REQUIREMENTS: Restate the full set of records exactly, without adding or dropping a word.

DATA LISTING:
· · · · · · ·

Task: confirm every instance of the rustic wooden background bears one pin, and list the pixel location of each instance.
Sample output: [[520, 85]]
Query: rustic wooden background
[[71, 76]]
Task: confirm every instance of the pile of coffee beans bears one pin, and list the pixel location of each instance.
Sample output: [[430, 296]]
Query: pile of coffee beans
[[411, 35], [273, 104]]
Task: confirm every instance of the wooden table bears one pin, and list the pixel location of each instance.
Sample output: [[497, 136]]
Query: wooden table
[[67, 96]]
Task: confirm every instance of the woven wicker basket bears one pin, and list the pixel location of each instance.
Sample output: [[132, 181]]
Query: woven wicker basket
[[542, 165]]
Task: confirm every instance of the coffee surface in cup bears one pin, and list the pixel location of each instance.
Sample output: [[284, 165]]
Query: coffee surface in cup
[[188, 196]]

· · · · · · ·

TASK OUTPUT:
Task: confirm every instance of the rustic wooden background bears one pin, and list the pixel location of each instance.
Sample output: [[520, 85]]
Query: rustic wooden background
[[71, 76]]
Task: confirm every instance of the pile of coffee beans bears one pin, and list the pixel location of each instance.
Sample output: [[430, 296]]
Query: pile of coffee beans
[[411, 35], [273, 104]]
Task: confirm every instance of the wooden table bears one pin, and list the pixel location of each instance.
Sample output: [[497, 136]]
Query: wooden table
[[67, 96]]
Task: confirm every instance of the woven wicker basket bears one pin, and list the pixel location of each instance.
Sample output: [[132, 181]]
Query: woven wicker basket
[[542, 165]]
Task: confirm every instance of the coffee surface in cup bears one pin, and list the pixel location of each instance.
Sample output: [[284, 165]]
Query: coffee surface in cup
[[188, 196]]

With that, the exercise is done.